Wednesday, September 1, 2010

A Meditative prayer on Luke 14:25-35

This is my way of meditatively reflecting and praying the lesson that I will preach on. 
I offer it for you meditation and reflection and comment if you so desire.

Gracious Savior, I hear you speaking to those whom the Holy Spirit has turned by the Gospel to You as their Lord and Savior. In turning these people to you, the Holy Spirit has turned them to you as their source of life and salvation, their sole source of truth, their sole source of good, their sole source of God’s divine favor, forgiveness, comfort, consolation and hope.
In turning the believer to you alone for these things and much more, the Holy Spirit has turned the believer away from all other sources of such things. To live the faith is to live the daily repentance, the daily turning away from all other sources of such things and turning unto you. So desperate is our need to turn away from things worldly to you through whom all things were made that it requires a hatred, that is a rejection, of all things earthly as the true and sure source of our salvation and eternal life.
I give thanks to you that you have not prohibited me from loving my family, caring for them and doing the good you would have me do for them. Sure I may love them as you loved your mother and provided for her earthly and spiritual needs. Yet in your entire ministry and in even in your passion and death, you did not look to or cry out to your earthly mother but it was to your heavenly Father from whom you were begotten and from whom you had received all good things. It was not to your earthly mother, but your heavenly Father that you commended your spirit in death. And surely it was not your mother who raised you from the dead or seated you at the Father’s right hand, but God the Father himself.
As you received all things from the Father for the purpose of using and sharing all things to accomplish the good He had given you, so I as a believer, having received you and all good things in you, am to use these to accomplish the good that God has given me to do at home, at church, etc. Here is where my cross is to be found and it is here that I am to take it up and share in the work that is yours.

SUPPLIED DATA:

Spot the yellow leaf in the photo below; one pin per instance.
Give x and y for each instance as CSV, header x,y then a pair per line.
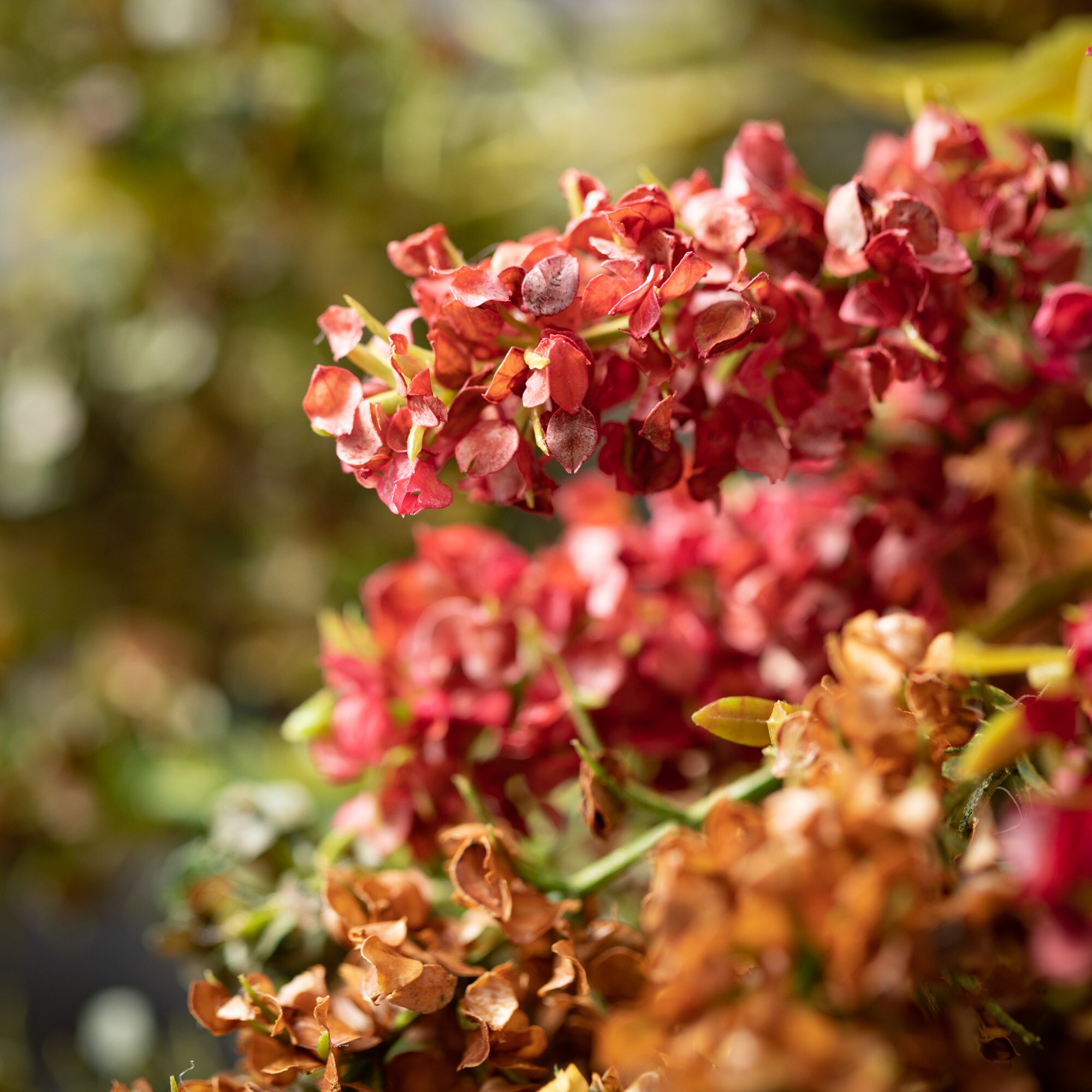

PROBLEMS AND TASKS:
1. In the prayer on Luke 14:25-35, to whom did the Savior commend his spirit in death?
2. Reproduce the prayer on Luke 14:25-35 word for word, starting at "This is my way" and ending at "consolation and hope.".
3. Resume the prayer on Luke 14:25-35 from the point where it stops.

ANSWERS FOR THIS EXERCISE:
1. To his heavenly Father.

2.
This is my way of meditatively reflecting and praying the lesson that I will preach on. 
I offer it for you meditation and reflection and comment if you so desire.

Gracious Savior, I hear you speaking to those whom the Holy Spirit has turned by the Gospel to You as their Lord and Savior. In turning these people to you, the Holy Spirit has turned them to you as their source of life and salvation, their sole source of truth, their sole source of good, their sole source of God’s divine favor, forgiveness, comfort, consolation and hope.

3.
To refuse to bear this cross, that is suffer for doing the good given me, is to prevent myself from being your disciple. Surely bearing the cross does not make me a disciple, but inasmuch as I refuse to let Christ live through me, I have refused to follow and thus cut myself off from Christ who makes and keeps me his disciple.
In the desiring to build a tower, you set before me the baptismal desire to work out of the salvation you have given to me with fear and trembling. I can count the cost by the daily and hourly collapse of my own righteousness.
I see that the good that I would build, I have not built.  I also see that the very thing I do not desire to work and build, that I have worked and built. In this I find that I have nothing with which to begin, to work or to complete this tower. Truly the building and the completion of this tower is as wholly dependent upon your grace as is the desire to build it. Build in me as you have built me into your holy house that I may be your tower, your servant.
I can make no fight for my failure to build, to carry the cross you have given me. The legions of my sins and your law against me are too great for me. By my sins I have removed myself a great way off, I therefore send before your throne that which you sent to make peace for me, your only begotten Son. He, with the delegation of his passion and death met your terms and asked your forgiveness for my peace.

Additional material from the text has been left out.